### [Provided text]

Further Considerations Regarding Implementing the SSFC Process

The SSFC process has proved flexible enough to incorporate the variety of presenting psychosocial needs of families and the range of emotional development seen in adults affected by EDs at QuEDS. A recent evaluation of 35 consecutive adult patients who started outpatient therapy at QuEDS revealed that approximately 70% of clients (24/35) took the opportunity to include their family in their treatment via an SSFC. Clients and carers reported that the SSFC process was a safe and accessible way to approach interpersonal problems caused by the ED that may have previously been experienced as overwhelming, conflictual, or were avoided altogether. Utilizing an already existing therapeutic relationship with the client’s key worker to introduce the SSFC helped clients accept the idea of family involvement. The one-at-a-time nature of the approach also seemed to assist with this ambivalence. The collaborative agenda setting and co-facilitation of the sessions by a family worker trained in the SSFC method who did not have a prior relationship with either the client or the family members also appeared helpful in encouraging a neutral environment for participants. QuEDS has a large multidisciplinary treatment team and the co-facilitation method also helped to extend clinician exposure to an intervention that was novel to the agency.

### [Your objective]
Pick up the passage on implementing the SSFC process at QuEDS after its final sentence and keep writing it.

### [Available data]
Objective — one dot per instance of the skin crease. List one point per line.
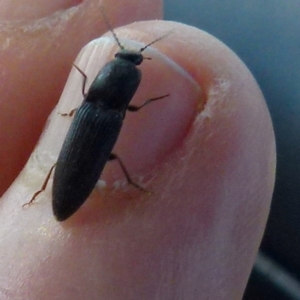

### [Answer space]
The low-intensity nature of the SSFC approach did initially concern some clinicians at the service who suggested that offering only a single session to families would chance “opening Pandora’s box,” with relational problems being exposed but not able to be fully addressed. Given the difficulty of engaging and retaining clients with EDs in treatment programs in general, and the importance of preserving the therapeutic alliance, this was an understandable concern. Clinicians were able to recognize, however, that family members who were more involved, even briefly, were more likely to encourage their loved one to persist in the treatment program if difficulties arose. Consequently, information and orientation to the model also needed to be provided to clinicians as well as to clients and carers. The evidence base for SSFC with other serious mental illnesses was emphasized and the safe and effective nature of the “as-needed” approach with similar complex issues like drug and alcohol problems was highlighted.

Families can have many roles in the care of an individual affected by an ED: to provide information, investigate help, instigate care, interpret treatment, support identity development, reduce isolation, resource recovery, and instill hope (McDonald, 2018). Clinicians striving to do the same for families of adults with EDs are encouraged to consider expanding their therapeutic practice to include use of single session family consultation.